• **Task data**
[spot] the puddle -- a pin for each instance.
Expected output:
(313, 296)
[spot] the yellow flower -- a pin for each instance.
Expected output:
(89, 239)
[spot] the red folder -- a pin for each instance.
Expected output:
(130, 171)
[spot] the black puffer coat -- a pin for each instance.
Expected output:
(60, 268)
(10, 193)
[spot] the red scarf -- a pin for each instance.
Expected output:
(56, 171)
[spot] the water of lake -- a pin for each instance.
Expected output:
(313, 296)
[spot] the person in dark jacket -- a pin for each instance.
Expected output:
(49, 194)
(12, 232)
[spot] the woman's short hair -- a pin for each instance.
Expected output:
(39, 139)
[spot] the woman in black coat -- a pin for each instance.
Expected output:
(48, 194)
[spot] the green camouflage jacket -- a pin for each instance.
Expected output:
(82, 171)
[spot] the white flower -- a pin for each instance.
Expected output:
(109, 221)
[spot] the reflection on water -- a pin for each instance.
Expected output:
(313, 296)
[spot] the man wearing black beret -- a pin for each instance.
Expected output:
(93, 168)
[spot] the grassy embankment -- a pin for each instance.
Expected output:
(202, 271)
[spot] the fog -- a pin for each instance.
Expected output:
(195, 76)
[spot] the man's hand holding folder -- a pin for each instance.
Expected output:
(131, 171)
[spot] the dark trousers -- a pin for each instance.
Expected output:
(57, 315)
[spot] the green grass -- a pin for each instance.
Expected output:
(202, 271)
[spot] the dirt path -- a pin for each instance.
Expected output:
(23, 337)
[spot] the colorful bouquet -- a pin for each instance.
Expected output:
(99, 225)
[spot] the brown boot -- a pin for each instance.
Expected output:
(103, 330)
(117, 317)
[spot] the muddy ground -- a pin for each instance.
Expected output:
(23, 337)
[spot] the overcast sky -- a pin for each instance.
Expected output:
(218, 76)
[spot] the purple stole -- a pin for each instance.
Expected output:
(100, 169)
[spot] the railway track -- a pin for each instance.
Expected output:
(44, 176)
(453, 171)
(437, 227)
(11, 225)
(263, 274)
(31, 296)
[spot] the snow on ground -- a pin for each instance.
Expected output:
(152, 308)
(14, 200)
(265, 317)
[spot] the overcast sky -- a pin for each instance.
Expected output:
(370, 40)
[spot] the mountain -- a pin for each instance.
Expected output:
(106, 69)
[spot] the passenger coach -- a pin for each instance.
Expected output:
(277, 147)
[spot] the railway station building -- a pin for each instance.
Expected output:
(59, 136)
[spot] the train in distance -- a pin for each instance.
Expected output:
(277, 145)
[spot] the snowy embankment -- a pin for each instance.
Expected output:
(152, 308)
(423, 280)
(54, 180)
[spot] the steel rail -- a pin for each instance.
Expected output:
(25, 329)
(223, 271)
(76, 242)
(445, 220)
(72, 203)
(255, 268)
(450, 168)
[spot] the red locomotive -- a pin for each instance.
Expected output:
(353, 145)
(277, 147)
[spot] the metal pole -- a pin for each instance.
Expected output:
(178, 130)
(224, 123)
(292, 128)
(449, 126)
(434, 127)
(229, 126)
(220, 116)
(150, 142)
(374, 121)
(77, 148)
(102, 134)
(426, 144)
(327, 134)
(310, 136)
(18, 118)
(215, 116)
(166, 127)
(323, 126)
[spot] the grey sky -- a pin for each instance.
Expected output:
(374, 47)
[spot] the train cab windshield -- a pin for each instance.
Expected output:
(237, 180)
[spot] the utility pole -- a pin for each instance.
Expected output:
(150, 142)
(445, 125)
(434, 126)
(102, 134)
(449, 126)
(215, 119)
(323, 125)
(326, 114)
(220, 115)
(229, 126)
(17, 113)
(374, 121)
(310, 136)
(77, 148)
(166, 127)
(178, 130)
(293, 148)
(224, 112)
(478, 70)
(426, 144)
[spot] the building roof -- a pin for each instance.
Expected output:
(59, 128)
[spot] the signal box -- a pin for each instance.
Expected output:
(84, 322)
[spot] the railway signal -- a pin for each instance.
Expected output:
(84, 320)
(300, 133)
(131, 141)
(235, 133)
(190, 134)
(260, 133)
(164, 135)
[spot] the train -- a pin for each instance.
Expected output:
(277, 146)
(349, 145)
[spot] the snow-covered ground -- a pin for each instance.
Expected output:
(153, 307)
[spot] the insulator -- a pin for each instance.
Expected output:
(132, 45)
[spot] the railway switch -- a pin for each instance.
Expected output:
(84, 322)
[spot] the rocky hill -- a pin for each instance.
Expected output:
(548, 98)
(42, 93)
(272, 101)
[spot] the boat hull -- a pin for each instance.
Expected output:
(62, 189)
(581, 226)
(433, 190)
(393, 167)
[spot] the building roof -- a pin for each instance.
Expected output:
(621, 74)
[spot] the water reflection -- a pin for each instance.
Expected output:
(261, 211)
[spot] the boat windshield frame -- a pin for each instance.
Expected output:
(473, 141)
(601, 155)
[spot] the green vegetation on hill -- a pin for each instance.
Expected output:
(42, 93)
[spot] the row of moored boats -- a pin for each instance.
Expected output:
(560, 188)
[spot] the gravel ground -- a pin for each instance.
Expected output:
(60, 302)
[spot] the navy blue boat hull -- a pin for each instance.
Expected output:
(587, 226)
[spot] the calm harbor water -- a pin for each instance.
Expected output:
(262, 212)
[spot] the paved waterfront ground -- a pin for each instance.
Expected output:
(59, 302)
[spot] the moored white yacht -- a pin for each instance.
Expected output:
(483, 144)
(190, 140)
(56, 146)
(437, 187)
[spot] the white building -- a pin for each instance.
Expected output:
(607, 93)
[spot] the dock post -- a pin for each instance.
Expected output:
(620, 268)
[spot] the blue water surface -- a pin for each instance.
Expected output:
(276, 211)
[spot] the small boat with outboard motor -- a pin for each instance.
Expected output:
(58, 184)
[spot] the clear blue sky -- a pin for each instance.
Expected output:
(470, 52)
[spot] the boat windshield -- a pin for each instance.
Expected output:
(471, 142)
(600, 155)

• **Task prompt**
Return all of the entries word for word.

• **The response**
[spot] the puddle -- a pin for each instance.
Expected output:
(313, 296)
[spot] the yellow flower -- a pin for each instance.
Expected output:
(89, 239)
[spot] the red folder -- a pin for each instance.
Expected output:
(130, 171)
[spot] the black puffer coat -- a pin for each instance.
Expected output:
(60, 268)
(10, 193)
[spot] the red scarf -- a pin for each instance.
Expected output:
(56, 171)
[spot] the water of lake -- a pin for each instance.
Expected output:
(313, 296)
[spot] the person in dark jacket -- a pin for each instance.
Expected output:
(49, 194)
(12, 232)
[spot] the woman's short hair -- a pin for each instance.
Expected output:
(39, 139)
[spot] the woman in black coat -- a pin for each instance.
Expected output:
(48, 194)
[spot] the green camouflage jacket -- a pin for each instance.
Expected output:
(82, 171)
[spot] the white flower -- a pin for each instance.
Expected output:
(109, 221)
[spot] the reflection on water -- a pin for each instance.
Expected output:
(313, 296)
[spot] the man wearing black beret -- a pin for each instance.
Expected output:
(93, 168)
[spot] the grassy embankment -- a pin for each instance.
Expected output:
(202, 271)
[spot] the fog -- a pin for each instance.
Expected output:
(195, 76)
[spot] the man's hand holding folder -- a pin for each instance.
Expected output:
(131, 171)
[spot] the dark trousers -- a pin for each instance.
Expected output:
(57, 315)
[spot] the green grass -- a pin for each instance.
Expected output:
(202, 271)
[spot] the dirt path -- a pin for each instance.
Expected output:
(23, 337)
[spot] the colorful bouquet -- a pin for each instance.
Expected output:
(99, 225)
[spot] the brown boot -- a pin for each instance.
Expected output:
(103, 330)
(117, 317)
[spot] the muddy ground -- a pin for each instance.
Expected output:
(23, 337)
[spot] the overcast sky -- a pin for each instance.
Expected output:
(218, 76)
[spot] the purple stole -- a pin for each instance.
Expected output:
(100, 169)
[spot] the railway track -- a pin for each instance.
Expected output:
(44, 176)
(453, 171)
(437, 227)
(11, 225)
(263, 274)
(31, 296)
[spot] the snow on ground -- a pin for each instance.
Expected output:
(152, 308)
(14, 200)
(265, 317)
[spot] the overcast sky -- a pin for each instance.
Expected output:
(370, 40)
[spot] the mountain -- a pin for each instance.
Expected output:
(106, 69)
[spot] the passenger coach -- a pin for each instance.
Expected output:
(277, 147)
[spot] the railway station building -- a pin for each instance.
Expected output:
(59, 136)
[spot] the train in distance -- a pin for each instance.
Expected output:
(277, 145)
[spot] the snowy embankment -- a pin for each instance.
Expected output:
(152, 308)
(423, 280)
(54, 180)
[spot] the steel rail -- a pin for each instance.
Expected output:
(25, 329)
(223, 271)
(76, 242)
(445, 220)
(72, 203)
(255, 268)
(450, 168)
[spot] the red locomotive -- a pin for each instance.
Expected output:
(353, 145)
(277, 147)
[spot] the metal pole -- a pin for each instance.
Expected output:
(178, 130)
(224, 123)
(292, 128)
(449, 126)
(434, 127)
(229, 126)
(220, 116)
(150, 142)
(374, 121)
(77, 148)
(102, 134)
(426, 144)
(327, 134)
(310, 136)
(18, 118)
(215, 116)
(166, 127)
(323, 126)
[spot] the grey sky -- a pin for each instance.
Expected output:
(374, 47)
[spot] the train cab windshield -- a pin for each instance.
Expected output:
(237, 180)
[spot] the utility pole -- a pin for each instance.
Expected output:
(150, 142)
(445, 125)
(434, 126)
(102, 134)
(449, 126)
(215, 119)
(323, 125)
(326, 114)
(220, 115)
(229, 126)
(17, 113)
(374, 121)
(310, 136)
(77, 148)
(166, 127)
(178, 130)
(293, 148)
(224, 112)
(478, 70)
(426, 144)
[spot] the building roof -- a pin for each instance.
Expected output:
(59, 128)
[spot] the signal box -- a pin for each instance.
Expected output:
(84, 322)
[spot] the railway signal -- a pin for each instance.
Expected output:
(84, 320)
(300, 133)
(131, 141)
(235, 133)
(190, 134)
(260, 133)
(164, 135)
[spot] the train -- a pin for each instance.
Expected output:
(277, 146)
(349, 145)
[spot] the snow-covered ground -- a pin for each instance.
Expected output:
(153, 307)
[spot] the insulator -- a pin for each instance.
Expected output:
(132, 45)
[spot] the railway switch -- a pin for each instance.
Expected output:
(84, 322)
[spot] the rocky hill -- a pin for each instance.
Expected output:
(548, 98)
(42, 93)
(272, 101)
[spot] the boat hull -- a pin for each instance.
Expected output:
(62, 189)
(581, 226)
(433, 190)
(393, 167)
[spot] the building roof -- a pin for each instance.
Expected output:
(621, 74)
[spot] the water reflection -- a pin for each instance.
Expected output:
(261, 211)
[spot] the boat windshield frame -- a pin for each instance.
Expected output:
(473, 141)
(601, 155)
[spot] the green vegetation on hill -- a pin for each instance.
Expected output:
(42, 93)
[spot] the row of moored boats -- a pin for each instance.
Expected output:
(560, 188)
[spot] the gravel ground -- a pin for each instance.
Expected output:
(60, 302)
[spot] the navy blue boat hull -- a pin for each instance.
Expected output:
(587, 226)
[spot] the calm harbor water -- a pin for each instance.
Expected output:
(262, 212)
[spot] the paved waterfront ground -- a pin for each instance.
Expected output:
(59, 302)
[spot] the moored white yacht -- a pin for each instance.
Expected output:
(483, 144)
(190, 140)
(56, 146)
(437, 187)
[spot] the white building -- a pin for each instance.
Expected output:
(607, 93)
[spot] the dock post -- a pin for each instance.
Expected output:
(620, 268)
[spot] the blue water surface -- a pin for each instance.
Expected output:
(276, 211)
[spot] the small boat with outboard motor -- a pin for each instance.
Expected output:
(58, 184)
[spot] the clear blue sky -- a pin for each instance.
Expected output:
(470, 52)
[spot] the boat windshield -- a pin for each instance.
Expected output:
(471, 142)
(600, 155)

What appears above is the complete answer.